#### [Extracted information]
* * *

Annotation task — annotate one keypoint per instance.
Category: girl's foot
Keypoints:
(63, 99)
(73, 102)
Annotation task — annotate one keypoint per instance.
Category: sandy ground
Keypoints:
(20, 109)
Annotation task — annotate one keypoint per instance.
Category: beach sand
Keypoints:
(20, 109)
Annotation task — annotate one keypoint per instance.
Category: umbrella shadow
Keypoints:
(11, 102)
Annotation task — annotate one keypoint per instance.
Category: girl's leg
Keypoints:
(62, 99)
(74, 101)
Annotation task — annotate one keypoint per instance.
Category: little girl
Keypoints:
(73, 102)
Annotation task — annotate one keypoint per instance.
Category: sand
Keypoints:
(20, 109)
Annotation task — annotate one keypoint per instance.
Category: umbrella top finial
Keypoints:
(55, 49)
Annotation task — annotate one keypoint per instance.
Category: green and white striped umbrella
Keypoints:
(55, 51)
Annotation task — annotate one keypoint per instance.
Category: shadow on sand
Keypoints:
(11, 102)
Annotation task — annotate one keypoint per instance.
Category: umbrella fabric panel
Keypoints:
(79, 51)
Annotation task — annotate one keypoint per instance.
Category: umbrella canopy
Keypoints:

* * *

#### [Task]
Considering only lines of the records that hold the string "shadow", state how many there are and nothing else.

#### [Answer below]
2